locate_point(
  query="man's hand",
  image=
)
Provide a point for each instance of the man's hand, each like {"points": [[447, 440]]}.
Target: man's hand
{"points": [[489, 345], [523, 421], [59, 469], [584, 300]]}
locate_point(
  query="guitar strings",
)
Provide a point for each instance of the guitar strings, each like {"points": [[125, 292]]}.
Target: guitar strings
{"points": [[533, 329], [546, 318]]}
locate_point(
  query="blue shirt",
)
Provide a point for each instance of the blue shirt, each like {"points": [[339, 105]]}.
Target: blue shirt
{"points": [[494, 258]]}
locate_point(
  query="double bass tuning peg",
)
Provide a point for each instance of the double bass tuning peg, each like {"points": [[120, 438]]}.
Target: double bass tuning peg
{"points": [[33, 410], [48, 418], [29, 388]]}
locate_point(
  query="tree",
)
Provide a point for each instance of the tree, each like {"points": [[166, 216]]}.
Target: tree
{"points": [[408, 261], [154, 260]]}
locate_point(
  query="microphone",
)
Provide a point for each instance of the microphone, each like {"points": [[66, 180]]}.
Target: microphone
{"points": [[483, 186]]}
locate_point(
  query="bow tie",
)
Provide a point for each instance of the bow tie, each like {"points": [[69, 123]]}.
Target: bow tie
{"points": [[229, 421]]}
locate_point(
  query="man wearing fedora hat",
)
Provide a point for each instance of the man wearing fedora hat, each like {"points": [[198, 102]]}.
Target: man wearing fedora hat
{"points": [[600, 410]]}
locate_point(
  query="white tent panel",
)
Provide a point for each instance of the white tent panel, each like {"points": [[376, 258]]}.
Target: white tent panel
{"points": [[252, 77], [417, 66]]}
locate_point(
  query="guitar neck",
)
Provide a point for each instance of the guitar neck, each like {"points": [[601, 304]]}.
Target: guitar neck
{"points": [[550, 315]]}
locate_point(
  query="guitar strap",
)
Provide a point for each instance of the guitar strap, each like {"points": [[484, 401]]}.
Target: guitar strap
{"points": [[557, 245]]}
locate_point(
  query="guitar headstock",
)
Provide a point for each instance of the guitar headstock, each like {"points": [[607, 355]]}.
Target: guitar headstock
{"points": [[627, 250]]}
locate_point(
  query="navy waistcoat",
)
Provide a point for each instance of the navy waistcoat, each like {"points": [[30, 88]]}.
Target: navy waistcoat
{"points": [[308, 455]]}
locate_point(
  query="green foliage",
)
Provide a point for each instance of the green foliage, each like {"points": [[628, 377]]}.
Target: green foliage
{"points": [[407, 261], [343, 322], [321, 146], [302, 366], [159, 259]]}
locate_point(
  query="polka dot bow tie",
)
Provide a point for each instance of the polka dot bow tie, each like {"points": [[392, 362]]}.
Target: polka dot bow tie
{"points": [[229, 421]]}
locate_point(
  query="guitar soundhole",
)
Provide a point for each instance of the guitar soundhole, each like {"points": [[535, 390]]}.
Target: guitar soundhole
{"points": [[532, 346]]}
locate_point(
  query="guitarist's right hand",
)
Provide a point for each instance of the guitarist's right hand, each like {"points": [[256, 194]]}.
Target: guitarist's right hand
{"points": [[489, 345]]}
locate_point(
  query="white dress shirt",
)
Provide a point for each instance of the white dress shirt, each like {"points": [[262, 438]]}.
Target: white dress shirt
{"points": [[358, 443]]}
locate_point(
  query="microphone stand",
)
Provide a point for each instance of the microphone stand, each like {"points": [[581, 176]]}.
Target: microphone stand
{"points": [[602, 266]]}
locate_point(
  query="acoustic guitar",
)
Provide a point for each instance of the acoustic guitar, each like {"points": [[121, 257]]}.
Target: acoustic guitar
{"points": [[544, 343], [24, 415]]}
★ ★ ★ ★
Directive: Return all of the data exactly as it reads.

Exercise solution:
locate_point(
  query="man's hand",
  image=
)
Provide a point for each instance of the man's hand, each like {"points": [[447, 440]]}.
Target: man's hand
{"points": [[489, 345], [523, 421], [59, 469], [584, 300]]}
locate_point(
  query="guitar strings",
)
Provide a point for each instance of the guitar strings, each like {"points": [[125, 292]]}.
Target: guitar strings
{"points": [[533, 329], [546, 318]]}
locate_point(
  query="blue shirt",
)
Provide a point for each instance of the blue shirt, each like {"points": [[339, 105]]}.
Target: blue shirt
{"points": [[494, 258]]}
locate_point(
  query="double bass tuning peg",
)
Provide a point for each instance of the double bass tuning peg, each like {"points": [[120, 438]]}.
Target: double bass tuning peg
{"points": [[33, 410], [48, 418], [29, 388]]}
locate_point(
  query="tree",
)
Provide a point for each instance of the tree, each like {"points": [[166, 216]]}.
Target: tree
{"points": [[408, 261], [154, 260]]}
locate_point(
  query="microphone",
)
Provide a point for each instance of the microphone, each like {"points": [[66, 180]]}.
Target: microphone
{"points": [[483, 186]]}
locate_point(
  query="bow tie",
)
Provide a point for each instance of the bow tie, each like {"points": [[69, 123]]}.
Target: bow tie
{"points": [[229, 421]]}
locate_point(
  query="man wearing fedora hat",
)
Provide a point for each instance of the man wearing fedora hat, each like {"points": [[198, 102]]}.
Target: man wearing fedora hat
{"points": [[600, 410]]}
locate_point(
  query="white tent panel",
)
Provide a point for each instance of the white tent panel, each like {"points": [[376, 258]]}.
Target: white tent panel
{"points": [[252, 77], [417, 66]]}
locate_point(
  query="guitar neck",
)
Provide a point for each instance of the guitar neck, each like {"points": [[601, 304]]}.
Target: guitar neck
{"points": [[550, 315]]}
locate_point(
  query="guitar strap",
)
Provide a point for each instance of the guitar strap, each like {"points": [[484, 401]]}.
Target: guitar strap
{"points": [[557, 245]]}
locate_point(
  query="guitar headstock",
)
Provide a point for each instance of the guitar headstock, each like {"points": [[607, 355]]}.
Target: guitar headstock
{"points": [[627, 250]]}
locate_point(
  query="navy waistcoat",
)
Provide a point for each instance of the navy waistcoat, each like {"points": [[30, 88]]}.
Target: navy waistcoat
{"points": [[308, 455]]}
locate_point(
  query="green foliage",
)
Provide a point for each instance of the green foliage, each like {"points": [[628, 377]]}.
Target: green foliage
{"points": [[407, 261], [343, 322], [321, 146], [302, 366], [159, 259]]}
locate_point(
  query="polka dot bow tie",
)
Provide a point for each instance of the polka dot bow tie, each like {"points": [[392, 362]]}.
Target: polka dot bow tie
{"points": [[229, 421]]}
locate_point(
  query="guitar soundhole",
)
Provide a point for each instance of the guitar soundhole, each like {"points": [[535, 390]]}.
Target: guitar soundhole
{"points": [[532, 346]]}
locate_point(
  query="guitarist's right hand",
)
Provide a point for each instance of the guitarist's right hand, each like {"points": [[256, 194]]}.
Target: guitarist's right hand
{"points": [[489, 345]]}
locate_point(
  query="white dress shirt",
)
Provide a point for each instance of the white dress shirt, each like {"points": [[262, 438]]}.
Target: white dress shirt
{"points": [[358, 443]]}
locate_point(
  query="microphone stand",
)
Provide a point for each instance of the microphone stand, each like {"points": [[581, 176]]}.
Target: microphone stand
{"points": [[602, 266]]}
locate_point(
  query="acoustic guitar",
)
Provide a point for each instance of the acoustic guitar, each like {"points": [[121, 257]]}.
Target: acoustic guitar
{"points": [[544, 343], [24, 415]]}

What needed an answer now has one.